- [Task to carry out] Show every line below that contains the word "horse", copying each one in full. Case counts.

※ ※ ※

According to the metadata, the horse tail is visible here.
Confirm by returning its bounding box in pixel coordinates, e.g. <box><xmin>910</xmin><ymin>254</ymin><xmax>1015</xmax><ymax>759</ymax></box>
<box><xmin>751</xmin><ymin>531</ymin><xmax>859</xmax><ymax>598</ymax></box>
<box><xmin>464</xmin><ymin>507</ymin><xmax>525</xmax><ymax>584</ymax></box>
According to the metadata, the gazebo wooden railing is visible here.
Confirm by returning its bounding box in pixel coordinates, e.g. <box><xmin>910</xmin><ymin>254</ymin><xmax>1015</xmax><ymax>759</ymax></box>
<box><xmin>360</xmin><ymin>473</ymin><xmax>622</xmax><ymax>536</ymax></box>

※ ※ ※

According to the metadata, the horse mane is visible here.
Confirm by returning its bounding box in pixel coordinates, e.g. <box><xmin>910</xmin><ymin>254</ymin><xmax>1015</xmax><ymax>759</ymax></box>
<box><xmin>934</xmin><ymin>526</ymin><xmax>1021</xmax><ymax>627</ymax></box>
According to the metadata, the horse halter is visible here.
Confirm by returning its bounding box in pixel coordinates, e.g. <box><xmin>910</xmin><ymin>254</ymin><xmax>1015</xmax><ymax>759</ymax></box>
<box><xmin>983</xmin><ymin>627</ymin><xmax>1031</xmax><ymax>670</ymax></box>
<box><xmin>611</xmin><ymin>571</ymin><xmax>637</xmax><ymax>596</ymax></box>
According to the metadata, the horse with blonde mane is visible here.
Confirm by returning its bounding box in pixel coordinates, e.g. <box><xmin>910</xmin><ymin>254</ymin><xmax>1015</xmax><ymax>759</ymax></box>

※ ※ ※

- [Task result]
According to the metadata, the horse tail is visible here.
According to the metadata, the horse mane is visible here.
According to the metadata, the horse halter is visible here.
According to the metadata, the horse with blonde mane is visible here.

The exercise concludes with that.